All entries are to be quoted exactly; the images stay out of the copy.

MATERIAL FOR THE TASK>
= = = =
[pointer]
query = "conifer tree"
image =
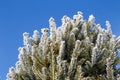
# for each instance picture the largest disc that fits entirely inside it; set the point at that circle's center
(77, 50)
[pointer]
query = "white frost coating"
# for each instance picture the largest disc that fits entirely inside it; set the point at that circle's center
(36, 35)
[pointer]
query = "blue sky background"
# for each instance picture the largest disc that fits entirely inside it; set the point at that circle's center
(18, 16)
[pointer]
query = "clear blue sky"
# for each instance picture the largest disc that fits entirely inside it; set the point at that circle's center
(18, 16)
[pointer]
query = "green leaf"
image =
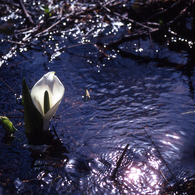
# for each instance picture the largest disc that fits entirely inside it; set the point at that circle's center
(7, 125)
(46, 102)
(33, 118)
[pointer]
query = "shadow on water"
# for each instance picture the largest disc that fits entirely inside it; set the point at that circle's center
(134, 135)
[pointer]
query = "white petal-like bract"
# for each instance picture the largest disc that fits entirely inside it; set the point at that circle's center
(50, 83)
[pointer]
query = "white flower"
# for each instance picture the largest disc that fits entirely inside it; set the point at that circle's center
(46, 95)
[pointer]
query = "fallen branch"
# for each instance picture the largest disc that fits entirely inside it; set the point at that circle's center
(28, 17)
(119, 162)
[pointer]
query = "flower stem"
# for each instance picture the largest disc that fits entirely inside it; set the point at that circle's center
(46, 102)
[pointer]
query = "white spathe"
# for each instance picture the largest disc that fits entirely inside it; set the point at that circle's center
(50, 83)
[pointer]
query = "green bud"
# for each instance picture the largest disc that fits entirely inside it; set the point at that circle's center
(7, 125)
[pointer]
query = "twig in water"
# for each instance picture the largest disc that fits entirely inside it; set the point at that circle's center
(119, 162)
(26, 13)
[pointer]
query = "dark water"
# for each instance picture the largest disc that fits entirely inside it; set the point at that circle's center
(141, 97)
(130, 103)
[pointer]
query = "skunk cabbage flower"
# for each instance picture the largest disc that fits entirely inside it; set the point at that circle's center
(46, 95)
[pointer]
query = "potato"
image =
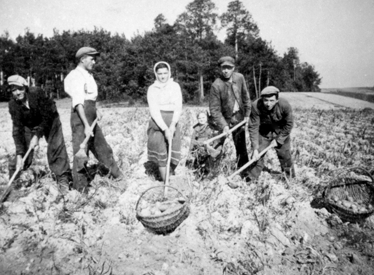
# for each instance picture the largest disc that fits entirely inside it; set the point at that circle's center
(335, 198)
(347, 204)
(153, 210)
(157, 212)
(163, 207)
(181, 200)
(145, 212)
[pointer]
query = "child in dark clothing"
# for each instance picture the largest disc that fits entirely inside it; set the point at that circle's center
(203, 155)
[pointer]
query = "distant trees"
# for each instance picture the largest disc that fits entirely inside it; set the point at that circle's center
(190, 45)
(239, 24)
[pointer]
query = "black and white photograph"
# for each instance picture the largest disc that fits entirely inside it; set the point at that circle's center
(186, 137)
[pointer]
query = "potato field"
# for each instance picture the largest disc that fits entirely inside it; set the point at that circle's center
(270, 227)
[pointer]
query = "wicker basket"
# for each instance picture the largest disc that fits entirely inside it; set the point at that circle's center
(165, 222)
(354, 184)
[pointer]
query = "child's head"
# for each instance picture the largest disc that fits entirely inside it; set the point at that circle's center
(202, 118)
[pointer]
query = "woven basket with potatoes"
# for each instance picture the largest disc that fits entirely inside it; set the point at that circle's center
(350, 194)
(162, 215)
= = = =
RESPONSE TO THIS TASK>
[pointer]
query = "conifer tree"
image =
# for each instance picture the largest disc that fits entirely inside it; set the point at that circle's center
(77, 50)
[pointer]
query = "white frost coating"
# for each instance picture the largest disc that fits entirely inside it; set the point at that circle's center
(36, 35)
[pointer]
query = "blue sky background"
# for each instance picture the largest disc that fits entirely inside it; set the point at that circle's center
(18, 16)
[pointer]
query = "clear blue sky"
# for each instance picture the largest disc that fits entirely inside it; set the point at that circle's center
(18, 16)
[pointer]
query = "green leaf"
image =
# for each instance picture the largest disc that fits entirely inside it; set the point at that circle's center
(7, 125)
(46, 102)
(33, 118)
[pointer]
query = "shadow on water"
# for each instance picture the largest disc that fits entirely inside it; set the point at that circle's center
(134, 135)
[pointer]
query = "white petal-like bract"
# for each instance picture the largest disc that fits entirely inside it; set the point at that circle's center
(50, 83)
[pointer]
query = "white flower"
# for each instance picture the largest disc that fits entirely inside it; set the point at that circle's center
(46, 95)
[pointer]
query = "fallen branch"
# for each instance picture the largest disc that fits entirely inside it; set the point at that circle's center
(28, 17)
(119, 162)
[pointer]
query = "flower stem"
# for each instance picture the largest disc that fits entirely inside it; set the point at that circle's center
(46, 102)
[pointer]
query = "white spathe"
# for each instance picture the largest disc that fits entirely inside it; set the point at that circle's center
(50, 83)
[pointer]
query = "green bud"
# for each instance picture the largest disc that fits entirely inside it; set the point at that circle's center
(7, 125)
[pointer]
query = "twig in water"
# for each instance picture the largest disc that fits entirely inside it; set the point at that circle's center
(119, 162)
(26, 13)
[pointer]
query = "dark water"
# for each instance picture the largest disc that fits entirely inside it; set the point at that circle's center
(141, 97)
(130, 103)
[pointer]
query = "skunk cabbage flower"
# for each instance picture the largest disc that fits entirely inside it; set the point at that circle's center
(46, 95)
[pointer]
query = "potato"
image =
# for each instance picture the largest disc that fits entirely inside it; set the point at that circle's center
(335, 198)
(347, 204)
(153, 210)
(157, 212)
(163, 207)
(181, 200)
(145, 212)
[pointer]
query = "child in dark clothing"
# for each instance picture the largest disc that fits entirely inside it; set the point at that circle's center
(203, 155)
[pointer]
query = "distant trees"
# for each instance picture the largest disc that fits entirely inside it; set the point at that circle's center
(190, 45)
(239, 24)
[pointer]
query = "black and white photograph"
# for each instance picture the largest disc that fits entirely inside it; set the point at that circle's center
(186, 137)
[pointer]
query = "potato field"
# for each instance picture the largest disc that fits entirely inside it; set the point at that circle's center
(270, 227)
[pointer]
query = "wicker basket"
# for each instance picture the largest disc that fits entirely inside it; set the point at that circle's center
(165, 222)
(354, 184)
[pointer]
query = "child's head"
# for each instance picture the largest disc that fits entirely inside it; set the point at that circle's center
(202, 118)
[pointer]
query = "woven basket with potatoes"
# for each instance picture the largest disc that fits entirely inside it; set the point at that circle's center
(350, 194)
(162, 215)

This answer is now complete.